GIVEN TASK —
Please pull out each line of the material that contains the word "white".
%%
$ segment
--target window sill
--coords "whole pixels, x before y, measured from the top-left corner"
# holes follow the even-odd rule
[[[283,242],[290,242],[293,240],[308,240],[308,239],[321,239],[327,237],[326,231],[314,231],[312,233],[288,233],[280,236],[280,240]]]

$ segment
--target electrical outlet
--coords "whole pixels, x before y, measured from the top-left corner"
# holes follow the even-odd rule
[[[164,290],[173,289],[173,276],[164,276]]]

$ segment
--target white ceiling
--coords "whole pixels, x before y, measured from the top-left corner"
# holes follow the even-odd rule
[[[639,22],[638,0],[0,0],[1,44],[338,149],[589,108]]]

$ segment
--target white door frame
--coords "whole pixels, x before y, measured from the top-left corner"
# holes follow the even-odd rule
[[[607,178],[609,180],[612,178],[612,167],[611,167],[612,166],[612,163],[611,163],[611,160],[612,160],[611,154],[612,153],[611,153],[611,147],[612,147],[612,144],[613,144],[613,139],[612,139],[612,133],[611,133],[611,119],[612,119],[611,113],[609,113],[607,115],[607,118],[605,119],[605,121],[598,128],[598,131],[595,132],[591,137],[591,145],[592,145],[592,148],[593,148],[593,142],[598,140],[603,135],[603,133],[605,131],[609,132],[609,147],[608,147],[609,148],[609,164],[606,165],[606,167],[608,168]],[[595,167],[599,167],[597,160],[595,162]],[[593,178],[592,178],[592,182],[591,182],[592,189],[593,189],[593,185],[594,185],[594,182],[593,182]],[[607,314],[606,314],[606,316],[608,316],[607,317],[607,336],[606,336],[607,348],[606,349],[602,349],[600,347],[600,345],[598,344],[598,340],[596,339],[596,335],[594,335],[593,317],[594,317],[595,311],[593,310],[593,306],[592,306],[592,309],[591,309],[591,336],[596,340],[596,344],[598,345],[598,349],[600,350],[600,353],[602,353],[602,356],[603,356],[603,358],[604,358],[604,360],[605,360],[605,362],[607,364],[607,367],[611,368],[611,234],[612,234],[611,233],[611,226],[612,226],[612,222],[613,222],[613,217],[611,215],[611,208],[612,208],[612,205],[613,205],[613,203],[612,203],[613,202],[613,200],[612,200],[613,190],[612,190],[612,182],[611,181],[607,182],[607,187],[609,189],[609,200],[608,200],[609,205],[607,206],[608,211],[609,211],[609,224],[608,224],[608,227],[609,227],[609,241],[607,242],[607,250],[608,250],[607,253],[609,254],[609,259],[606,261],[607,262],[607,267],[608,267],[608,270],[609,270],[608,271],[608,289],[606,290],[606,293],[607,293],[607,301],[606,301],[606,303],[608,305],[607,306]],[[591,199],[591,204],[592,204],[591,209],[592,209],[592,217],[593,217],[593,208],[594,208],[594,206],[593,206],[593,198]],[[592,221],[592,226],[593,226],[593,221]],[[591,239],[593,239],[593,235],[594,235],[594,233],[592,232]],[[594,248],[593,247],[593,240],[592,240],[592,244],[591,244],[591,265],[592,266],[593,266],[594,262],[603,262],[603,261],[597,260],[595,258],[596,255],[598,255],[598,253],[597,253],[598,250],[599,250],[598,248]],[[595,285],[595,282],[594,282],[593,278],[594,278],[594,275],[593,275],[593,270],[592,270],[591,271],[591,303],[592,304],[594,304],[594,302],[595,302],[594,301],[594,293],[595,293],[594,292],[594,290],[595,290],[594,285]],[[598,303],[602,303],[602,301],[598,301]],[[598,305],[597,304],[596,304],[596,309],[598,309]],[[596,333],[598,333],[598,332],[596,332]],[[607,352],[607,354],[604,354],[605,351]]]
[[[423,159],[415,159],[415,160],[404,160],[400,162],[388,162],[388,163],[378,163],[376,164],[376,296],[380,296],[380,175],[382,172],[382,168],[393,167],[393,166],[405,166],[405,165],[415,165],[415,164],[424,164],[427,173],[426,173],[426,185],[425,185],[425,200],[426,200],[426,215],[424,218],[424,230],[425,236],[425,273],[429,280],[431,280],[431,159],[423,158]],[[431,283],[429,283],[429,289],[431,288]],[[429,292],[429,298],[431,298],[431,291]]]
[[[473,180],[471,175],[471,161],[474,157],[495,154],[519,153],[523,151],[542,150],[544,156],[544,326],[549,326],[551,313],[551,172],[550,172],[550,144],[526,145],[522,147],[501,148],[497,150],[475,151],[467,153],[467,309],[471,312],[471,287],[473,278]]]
%%
CORRECT OUTPUT —
--target white ceiling
--target white door frame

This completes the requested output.